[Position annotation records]
----------

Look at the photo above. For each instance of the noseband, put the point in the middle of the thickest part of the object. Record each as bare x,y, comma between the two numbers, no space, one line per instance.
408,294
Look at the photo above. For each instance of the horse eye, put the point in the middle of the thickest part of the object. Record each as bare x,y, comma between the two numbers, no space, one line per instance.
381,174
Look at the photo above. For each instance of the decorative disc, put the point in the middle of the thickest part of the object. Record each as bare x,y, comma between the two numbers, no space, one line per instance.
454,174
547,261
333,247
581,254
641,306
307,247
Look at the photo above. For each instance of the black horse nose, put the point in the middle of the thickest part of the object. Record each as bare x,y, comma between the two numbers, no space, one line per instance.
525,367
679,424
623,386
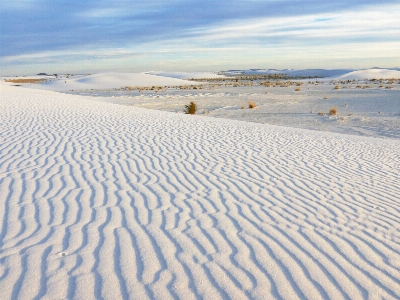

----------

**Request**
Please rescale all of the material above and reproduce every line, including the requests, with each x and y coordinate in the answers multiplied by 0.45 and rounded to the nearest whole number, halves rounded up. Leave the pictures out of your answer.

**Result of this task**
Look at the photo above. For each instance of the noseband, put the point in the middle of the thickest part of the object. Record each as bare x,y, comma between the two numbers, no space, one line per instance.
184,132
Look at the photo above. For each instance of the horse eye, put the point in the middle of the thickest part of the object. Record each as bare x,y, comma between the two numbers, no space, one line per instance.
171,78
Look at the photo above. For each instance of the decorative disc, put the point in the middle of the thickest part of the object. Record each as bare x,y, comma between the two numbers, no space, one line per instance.
204,78
246,117
150,111
261,114
288,138
138,111
Look at the photo above. For each instance of the black horse nose, put the point in the middle of the thickest part of the object. Record each as bare x,y, comma between the two numbers, no space, one line per instance.
236,165
306,191
280,174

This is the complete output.